**ВЫБРАННЫЙ ОТРЫВОК**
___

Трава была зеленее, или Писатели о своем детстве - Сборник "Викиликс" 2 стр.


Я как-то заметил – такая шутка, – если сократить весь текст Пушкина от первого до последнего слова, то есть взять первое и последнее. То получается, если взять первое стихотворение, которое печатается во всех собраниях, то это «Наталье». Ну, какой-то, вообще, воображаемой, может быть, Наталье… А последнее – это подпись под письмом Ишимовой, писательнице, кстати, для детей: «Вот, как надобно писать, Пушкин».

И если выбрать первое и последнее из всего, то получится: «Наталье – Пушкин».

Тут вся Судьба и заключена.

___

**ЗАДАНИЯ К УПРАЖНЕНИЮ**
[1] В скольких строках записей ниже встречается слово «plate»? Назовите только число.
[2] Допишите продолжение отрывка о Пушкине выше, начав сразу после его последней фразы.

___

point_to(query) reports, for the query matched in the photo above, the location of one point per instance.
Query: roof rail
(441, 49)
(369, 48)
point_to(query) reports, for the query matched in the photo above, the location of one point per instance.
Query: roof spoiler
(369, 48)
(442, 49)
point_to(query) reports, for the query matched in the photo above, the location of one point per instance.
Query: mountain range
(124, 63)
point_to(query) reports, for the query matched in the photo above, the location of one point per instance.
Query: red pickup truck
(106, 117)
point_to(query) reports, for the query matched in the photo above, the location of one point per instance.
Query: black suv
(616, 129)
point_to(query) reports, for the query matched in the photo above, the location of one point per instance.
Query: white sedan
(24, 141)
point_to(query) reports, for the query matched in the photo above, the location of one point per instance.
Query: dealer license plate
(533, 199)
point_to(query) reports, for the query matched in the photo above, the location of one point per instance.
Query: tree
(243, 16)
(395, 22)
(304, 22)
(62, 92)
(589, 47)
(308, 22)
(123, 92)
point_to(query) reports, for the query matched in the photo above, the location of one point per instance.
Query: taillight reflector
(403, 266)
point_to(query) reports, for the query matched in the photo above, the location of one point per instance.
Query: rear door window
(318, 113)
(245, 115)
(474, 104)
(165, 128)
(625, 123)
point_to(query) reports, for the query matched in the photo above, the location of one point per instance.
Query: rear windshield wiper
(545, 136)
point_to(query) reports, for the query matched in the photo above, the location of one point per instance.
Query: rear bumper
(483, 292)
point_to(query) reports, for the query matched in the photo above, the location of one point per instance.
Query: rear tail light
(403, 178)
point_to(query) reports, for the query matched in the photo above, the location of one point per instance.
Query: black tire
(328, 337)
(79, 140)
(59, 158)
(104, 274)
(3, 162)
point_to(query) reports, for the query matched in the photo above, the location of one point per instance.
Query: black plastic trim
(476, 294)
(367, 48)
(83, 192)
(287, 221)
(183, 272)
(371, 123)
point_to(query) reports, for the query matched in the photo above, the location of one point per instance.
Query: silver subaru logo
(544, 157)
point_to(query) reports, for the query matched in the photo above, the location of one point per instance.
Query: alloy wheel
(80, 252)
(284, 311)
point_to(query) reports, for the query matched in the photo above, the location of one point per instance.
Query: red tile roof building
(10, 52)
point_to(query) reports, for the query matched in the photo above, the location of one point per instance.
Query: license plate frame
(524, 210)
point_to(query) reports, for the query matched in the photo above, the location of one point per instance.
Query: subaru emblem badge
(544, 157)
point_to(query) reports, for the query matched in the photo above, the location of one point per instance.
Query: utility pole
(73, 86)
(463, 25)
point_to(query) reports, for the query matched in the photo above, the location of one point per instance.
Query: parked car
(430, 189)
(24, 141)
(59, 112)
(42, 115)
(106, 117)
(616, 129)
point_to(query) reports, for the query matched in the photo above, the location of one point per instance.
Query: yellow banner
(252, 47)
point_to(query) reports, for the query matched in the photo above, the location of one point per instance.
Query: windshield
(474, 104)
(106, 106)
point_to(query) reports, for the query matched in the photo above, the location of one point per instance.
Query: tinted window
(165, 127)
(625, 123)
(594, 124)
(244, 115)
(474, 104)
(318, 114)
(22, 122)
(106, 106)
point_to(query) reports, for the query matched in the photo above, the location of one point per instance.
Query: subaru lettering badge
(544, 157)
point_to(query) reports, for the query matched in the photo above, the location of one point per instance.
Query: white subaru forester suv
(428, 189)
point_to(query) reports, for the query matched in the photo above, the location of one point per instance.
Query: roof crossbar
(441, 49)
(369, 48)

___

**ОТВЕТЫ**
[1] 2

[2]
У Пушкина нет праздных слов, и все связаны между собой, прорисовывая Судьбу. Например, он вобрал в себя и Москву, и Петербург. У Пушкина они пребывают в некоем переломном балансе. Он родился в Москве, прожил тут до 12 лет, попал в Лицей – поэтому «Москва, как много в этом звуке…», и дальше уже оказался в Петербурге, который стал для него большим испытанием, а потом и концом всей жизни.

Роли этих двух СТОЛИЦ были в другой пропорции, чем у нас теперь. Потому что к Москве эта роль вернулась, а у Петербурга она была отнята. И по этому поводу самую важную вещь во всей русской литературе написал именно Пушкин – я имею в виду «Медный всадник». Содержание находится где-то в провале, разрыве между Москвой и Питером, между властью и нормальным человеком, между этими двумя ипостасями русского человека, а не в том сюжете с Евгением, который изложен.

Пушкин – это такой московский ребенок, петербургский подросток, русский поэт и писатель, до Азии не доехавший, в Европу не выпущенный. Таким образом, полностью воплотивший себя в виде универсального русского.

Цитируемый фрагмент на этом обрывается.